Supplied passage:
The NS Interview: Song Dong, artist

“For me, to have nothing and something are the same thing”

Song Dong at the Curve gallery, Barbican
Your new show, "Waste Not", comprises 10,000 objects your mother accumulated over five decades. What's your favourite?
The soap that looks like a stone is very old and hard. I didn't like the soaps, but my mother kept them all. On my wedding day she gave them all to me as a gift. I don't need them - I use a washing machine! But the soap is my favourite object. At that time I just knew it as soap; now I think of it as love. My mother gave me the love.
 

Your mother passed away in 2009. Do you feel her presence in the exhibition?
Yes. She had an accident trying to save the life of a bird in a very tall tree and fell. That was really sad for me. But before she died we worked together on this project. She told me stories and we published a book. Our whole family works on this installation each time [it's going on display], and we feel my mother is still there. Sometimes we find an object we don't recognise, so my sister and I try to remember: what was that time?

You've shown "Waste Not" in eight galleries around the world. Do you plan where the objects will fit each time?
Yes because the location, the space, the size is always different. And this work, I think, is not only an installation, but a family event. So we [me, my sister and wife and daughter] still organise the things each time.

You mainly create installations now. Do you still think of yourself as a painter?
I didn't really stop but in the early 1990s I had new thoughts about painting - not as copying real things but as a conceptual art. I want to make paintings that invite the audience to have a dialogue with them.

Are you making a statement on consumerism by bringing "Waste Not" to the west?

Exercise 1: Extract each line of the records that contains the string "white".
The records have no connection to the Song Dong interview.

Records supplied:
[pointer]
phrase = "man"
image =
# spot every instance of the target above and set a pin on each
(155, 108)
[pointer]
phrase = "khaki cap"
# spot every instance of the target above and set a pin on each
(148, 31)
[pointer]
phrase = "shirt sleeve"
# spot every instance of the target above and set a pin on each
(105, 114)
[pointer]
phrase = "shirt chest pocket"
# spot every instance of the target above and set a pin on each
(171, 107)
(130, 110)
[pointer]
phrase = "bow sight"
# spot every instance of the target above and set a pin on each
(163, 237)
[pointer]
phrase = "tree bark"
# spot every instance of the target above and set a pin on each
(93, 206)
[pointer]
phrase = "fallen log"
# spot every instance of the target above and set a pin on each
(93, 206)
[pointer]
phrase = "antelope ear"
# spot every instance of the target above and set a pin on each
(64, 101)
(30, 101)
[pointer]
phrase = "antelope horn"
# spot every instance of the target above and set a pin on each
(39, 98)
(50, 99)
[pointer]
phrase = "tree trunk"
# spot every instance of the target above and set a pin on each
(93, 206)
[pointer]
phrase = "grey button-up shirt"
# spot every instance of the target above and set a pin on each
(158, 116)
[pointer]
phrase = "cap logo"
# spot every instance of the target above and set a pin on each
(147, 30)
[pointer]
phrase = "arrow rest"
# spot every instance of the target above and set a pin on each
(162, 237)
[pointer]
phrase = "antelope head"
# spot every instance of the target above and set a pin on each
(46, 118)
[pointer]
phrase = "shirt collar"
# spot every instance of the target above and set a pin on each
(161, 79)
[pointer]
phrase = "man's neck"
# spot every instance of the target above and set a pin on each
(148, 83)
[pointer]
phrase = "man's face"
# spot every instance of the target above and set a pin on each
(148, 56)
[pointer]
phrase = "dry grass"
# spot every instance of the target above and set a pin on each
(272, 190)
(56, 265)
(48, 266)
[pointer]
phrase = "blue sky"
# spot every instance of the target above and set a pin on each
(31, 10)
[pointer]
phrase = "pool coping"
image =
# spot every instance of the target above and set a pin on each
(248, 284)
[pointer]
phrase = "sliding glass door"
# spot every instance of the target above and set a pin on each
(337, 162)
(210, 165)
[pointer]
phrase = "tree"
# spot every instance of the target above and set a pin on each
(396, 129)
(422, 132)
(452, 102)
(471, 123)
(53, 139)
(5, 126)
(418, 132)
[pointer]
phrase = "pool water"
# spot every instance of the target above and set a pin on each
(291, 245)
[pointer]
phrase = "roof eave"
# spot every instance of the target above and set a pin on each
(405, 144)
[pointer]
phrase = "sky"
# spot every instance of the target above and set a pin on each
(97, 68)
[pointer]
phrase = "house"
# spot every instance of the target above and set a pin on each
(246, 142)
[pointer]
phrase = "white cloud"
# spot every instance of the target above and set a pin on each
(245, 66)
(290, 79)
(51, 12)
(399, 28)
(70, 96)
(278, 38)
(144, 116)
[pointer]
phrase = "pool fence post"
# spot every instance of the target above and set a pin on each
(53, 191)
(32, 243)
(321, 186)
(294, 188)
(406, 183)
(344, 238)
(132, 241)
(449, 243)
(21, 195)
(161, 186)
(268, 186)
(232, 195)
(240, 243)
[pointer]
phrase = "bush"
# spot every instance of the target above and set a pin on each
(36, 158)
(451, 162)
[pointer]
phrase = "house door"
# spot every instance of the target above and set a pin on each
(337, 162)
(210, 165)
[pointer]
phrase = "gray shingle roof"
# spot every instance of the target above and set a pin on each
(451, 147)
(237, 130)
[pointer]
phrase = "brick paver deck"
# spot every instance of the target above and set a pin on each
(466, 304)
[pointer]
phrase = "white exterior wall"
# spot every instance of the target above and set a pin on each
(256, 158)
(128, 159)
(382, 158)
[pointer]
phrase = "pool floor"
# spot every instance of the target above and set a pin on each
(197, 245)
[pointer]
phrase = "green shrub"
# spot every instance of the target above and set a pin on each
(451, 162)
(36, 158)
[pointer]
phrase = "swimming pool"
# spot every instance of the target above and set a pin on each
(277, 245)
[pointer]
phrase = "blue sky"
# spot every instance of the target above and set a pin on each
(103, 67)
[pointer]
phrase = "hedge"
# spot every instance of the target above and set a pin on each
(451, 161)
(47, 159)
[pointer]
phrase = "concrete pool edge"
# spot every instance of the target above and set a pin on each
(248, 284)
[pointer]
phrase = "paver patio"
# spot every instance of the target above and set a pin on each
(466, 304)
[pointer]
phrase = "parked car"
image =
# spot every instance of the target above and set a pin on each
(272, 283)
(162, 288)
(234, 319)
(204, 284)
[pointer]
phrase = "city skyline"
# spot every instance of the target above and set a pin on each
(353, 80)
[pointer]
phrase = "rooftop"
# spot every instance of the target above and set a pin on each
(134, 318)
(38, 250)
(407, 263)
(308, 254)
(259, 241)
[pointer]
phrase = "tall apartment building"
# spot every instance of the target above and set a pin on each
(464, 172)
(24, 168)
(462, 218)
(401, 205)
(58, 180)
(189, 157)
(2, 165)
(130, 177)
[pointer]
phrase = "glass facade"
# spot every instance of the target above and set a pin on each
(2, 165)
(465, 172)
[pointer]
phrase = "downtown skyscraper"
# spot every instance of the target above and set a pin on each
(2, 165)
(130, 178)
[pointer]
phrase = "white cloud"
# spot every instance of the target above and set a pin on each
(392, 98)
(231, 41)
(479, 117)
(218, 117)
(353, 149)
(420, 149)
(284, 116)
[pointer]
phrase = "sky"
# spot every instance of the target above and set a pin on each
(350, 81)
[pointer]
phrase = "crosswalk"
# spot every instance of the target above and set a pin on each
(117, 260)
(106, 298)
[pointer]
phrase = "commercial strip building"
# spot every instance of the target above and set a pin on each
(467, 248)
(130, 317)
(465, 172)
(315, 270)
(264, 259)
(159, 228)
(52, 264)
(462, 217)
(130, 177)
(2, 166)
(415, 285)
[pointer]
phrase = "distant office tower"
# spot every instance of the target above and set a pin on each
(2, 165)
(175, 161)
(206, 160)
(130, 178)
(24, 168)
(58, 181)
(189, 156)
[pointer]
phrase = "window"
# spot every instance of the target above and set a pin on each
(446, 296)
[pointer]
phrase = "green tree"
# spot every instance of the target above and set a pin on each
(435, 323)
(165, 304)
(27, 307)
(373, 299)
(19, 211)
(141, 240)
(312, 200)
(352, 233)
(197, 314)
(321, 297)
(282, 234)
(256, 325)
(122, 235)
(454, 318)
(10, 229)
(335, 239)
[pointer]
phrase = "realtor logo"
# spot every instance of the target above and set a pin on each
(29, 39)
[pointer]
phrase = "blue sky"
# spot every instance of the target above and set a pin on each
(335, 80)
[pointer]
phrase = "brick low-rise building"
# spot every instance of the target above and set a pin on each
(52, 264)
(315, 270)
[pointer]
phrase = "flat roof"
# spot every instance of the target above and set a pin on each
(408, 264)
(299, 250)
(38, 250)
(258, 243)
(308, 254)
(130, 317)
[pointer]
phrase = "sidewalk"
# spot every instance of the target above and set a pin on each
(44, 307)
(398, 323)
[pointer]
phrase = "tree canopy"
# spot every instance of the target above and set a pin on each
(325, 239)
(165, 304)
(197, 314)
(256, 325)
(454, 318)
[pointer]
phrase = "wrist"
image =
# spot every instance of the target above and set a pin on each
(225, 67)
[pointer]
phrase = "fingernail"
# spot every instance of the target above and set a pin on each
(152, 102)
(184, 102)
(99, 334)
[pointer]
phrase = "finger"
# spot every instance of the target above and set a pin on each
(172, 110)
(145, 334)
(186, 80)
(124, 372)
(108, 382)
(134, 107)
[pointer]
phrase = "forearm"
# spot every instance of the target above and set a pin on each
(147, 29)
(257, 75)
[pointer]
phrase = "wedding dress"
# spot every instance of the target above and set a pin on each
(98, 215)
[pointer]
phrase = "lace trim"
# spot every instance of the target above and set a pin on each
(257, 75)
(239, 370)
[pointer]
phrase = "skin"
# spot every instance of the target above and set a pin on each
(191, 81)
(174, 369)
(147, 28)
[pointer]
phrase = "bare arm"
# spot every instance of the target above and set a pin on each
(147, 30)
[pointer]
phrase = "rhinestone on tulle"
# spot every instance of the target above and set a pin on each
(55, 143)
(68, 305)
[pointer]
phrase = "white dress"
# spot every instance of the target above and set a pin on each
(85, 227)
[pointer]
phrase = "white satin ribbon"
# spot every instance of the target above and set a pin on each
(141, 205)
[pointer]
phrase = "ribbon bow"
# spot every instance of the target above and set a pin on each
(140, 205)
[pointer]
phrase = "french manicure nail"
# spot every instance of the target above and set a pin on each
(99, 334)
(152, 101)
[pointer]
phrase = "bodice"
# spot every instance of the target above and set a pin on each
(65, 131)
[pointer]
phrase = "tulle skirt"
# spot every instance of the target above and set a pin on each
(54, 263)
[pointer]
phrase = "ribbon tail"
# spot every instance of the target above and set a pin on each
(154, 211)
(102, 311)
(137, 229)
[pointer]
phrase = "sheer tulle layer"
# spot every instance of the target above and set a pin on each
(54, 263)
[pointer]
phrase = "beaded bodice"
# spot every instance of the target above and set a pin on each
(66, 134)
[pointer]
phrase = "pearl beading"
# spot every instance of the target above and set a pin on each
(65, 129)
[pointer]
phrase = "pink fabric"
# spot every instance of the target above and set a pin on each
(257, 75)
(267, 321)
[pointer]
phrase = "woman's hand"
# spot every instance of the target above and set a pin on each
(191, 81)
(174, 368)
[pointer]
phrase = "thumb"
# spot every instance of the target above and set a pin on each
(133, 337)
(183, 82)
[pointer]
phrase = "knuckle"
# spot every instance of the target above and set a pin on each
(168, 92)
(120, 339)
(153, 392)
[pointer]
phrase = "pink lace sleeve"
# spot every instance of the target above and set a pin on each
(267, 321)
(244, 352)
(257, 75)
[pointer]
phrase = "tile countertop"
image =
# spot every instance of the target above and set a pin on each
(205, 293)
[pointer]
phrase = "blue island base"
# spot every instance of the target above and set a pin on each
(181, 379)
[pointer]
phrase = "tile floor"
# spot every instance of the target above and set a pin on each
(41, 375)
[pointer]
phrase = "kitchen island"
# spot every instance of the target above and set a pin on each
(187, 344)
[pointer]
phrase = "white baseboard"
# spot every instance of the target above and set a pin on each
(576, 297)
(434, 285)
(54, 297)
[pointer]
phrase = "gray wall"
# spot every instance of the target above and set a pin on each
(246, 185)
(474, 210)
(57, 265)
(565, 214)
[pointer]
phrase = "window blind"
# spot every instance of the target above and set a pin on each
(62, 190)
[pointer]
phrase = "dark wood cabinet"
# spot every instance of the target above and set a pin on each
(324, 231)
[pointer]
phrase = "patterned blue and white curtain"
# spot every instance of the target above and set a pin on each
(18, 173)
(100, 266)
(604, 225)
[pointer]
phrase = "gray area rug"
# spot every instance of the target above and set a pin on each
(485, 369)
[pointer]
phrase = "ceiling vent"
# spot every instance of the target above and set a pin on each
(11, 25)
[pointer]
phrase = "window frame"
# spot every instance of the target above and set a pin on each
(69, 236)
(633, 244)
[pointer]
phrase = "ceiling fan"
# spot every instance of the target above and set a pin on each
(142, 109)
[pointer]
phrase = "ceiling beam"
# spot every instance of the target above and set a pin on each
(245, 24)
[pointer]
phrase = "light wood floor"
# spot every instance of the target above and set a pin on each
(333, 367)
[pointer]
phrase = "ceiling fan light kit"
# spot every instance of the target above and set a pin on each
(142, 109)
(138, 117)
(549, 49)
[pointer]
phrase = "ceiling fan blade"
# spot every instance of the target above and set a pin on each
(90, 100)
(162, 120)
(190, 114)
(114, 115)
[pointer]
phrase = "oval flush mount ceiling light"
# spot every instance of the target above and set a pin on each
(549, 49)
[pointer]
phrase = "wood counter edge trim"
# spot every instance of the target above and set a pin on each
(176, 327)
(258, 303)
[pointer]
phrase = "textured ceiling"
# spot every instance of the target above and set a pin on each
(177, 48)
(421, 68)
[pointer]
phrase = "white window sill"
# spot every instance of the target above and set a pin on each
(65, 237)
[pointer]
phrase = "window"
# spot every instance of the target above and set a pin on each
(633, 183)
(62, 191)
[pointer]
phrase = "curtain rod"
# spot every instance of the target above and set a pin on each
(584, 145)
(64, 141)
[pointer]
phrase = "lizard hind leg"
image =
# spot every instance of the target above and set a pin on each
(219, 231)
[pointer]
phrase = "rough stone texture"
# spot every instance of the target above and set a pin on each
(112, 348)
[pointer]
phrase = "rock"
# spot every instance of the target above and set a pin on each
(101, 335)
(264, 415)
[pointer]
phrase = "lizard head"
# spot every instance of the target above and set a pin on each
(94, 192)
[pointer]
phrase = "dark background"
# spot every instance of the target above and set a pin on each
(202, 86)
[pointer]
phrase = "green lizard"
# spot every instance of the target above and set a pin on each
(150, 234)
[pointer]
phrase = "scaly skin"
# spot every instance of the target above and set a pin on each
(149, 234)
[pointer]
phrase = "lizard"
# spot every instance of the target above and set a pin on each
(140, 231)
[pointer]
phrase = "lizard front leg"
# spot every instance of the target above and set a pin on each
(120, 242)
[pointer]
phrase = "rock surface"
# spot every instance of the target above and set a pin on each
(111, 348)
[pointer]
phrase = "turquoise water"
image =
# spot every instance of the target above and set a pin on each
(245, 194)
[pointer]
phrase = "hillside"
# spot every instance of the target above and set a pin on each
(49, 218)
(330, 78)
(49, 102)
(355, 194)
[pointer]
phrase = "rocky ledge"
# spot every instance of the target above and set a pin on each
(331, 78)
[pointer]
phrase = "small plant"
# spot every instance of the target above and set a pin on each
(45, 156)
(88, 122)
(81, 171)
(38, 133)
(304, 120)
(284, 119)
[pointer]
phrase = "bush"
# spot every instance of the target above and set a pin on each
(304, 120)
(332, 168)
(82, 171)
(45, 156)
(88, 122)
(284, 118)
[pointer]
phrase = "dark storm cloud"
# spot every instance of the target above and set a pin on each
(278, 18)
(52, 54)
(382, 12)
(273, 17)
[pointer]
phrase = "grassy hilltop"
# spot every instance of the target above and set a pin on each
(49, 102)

Exercise 2: Reproduce word for word the part of the Song Dong interview starting with "The NS Interview: Song" and going on through "in the exhibition?".

Right answer 1:
phrase = "white cloud"
phrase = "white exterior wall"
phrase = "white cloud"
phrase = "white dress"
phrase = "white satin ribbon"
phrase = "white baseboard"
phrase = "patterned blue and white curtain"
phrase = "white window sill"

Right answer 2:
The NS Interview: Song Dong, artist

“For me, to have nothing and something are the same thing”

Song Dong at the Curve gallery, Barbican
Your new show, "Waste Not", comprises 10,000 objects your mother accumulated over five decades. What's your favourite?
The soap that looks like a stone is very old and hard. I didn't like the soaps, but my mother kept them all. On my wedding day she gave them all to me as a gift. I don't need them - I use a washing machine! But the soap is my favourite object. At that time I just knew it as soap; now I think of it as love. My mother gave me the love.
 

Your mother passed away in 2009. Do you feel her presence in the exhibition?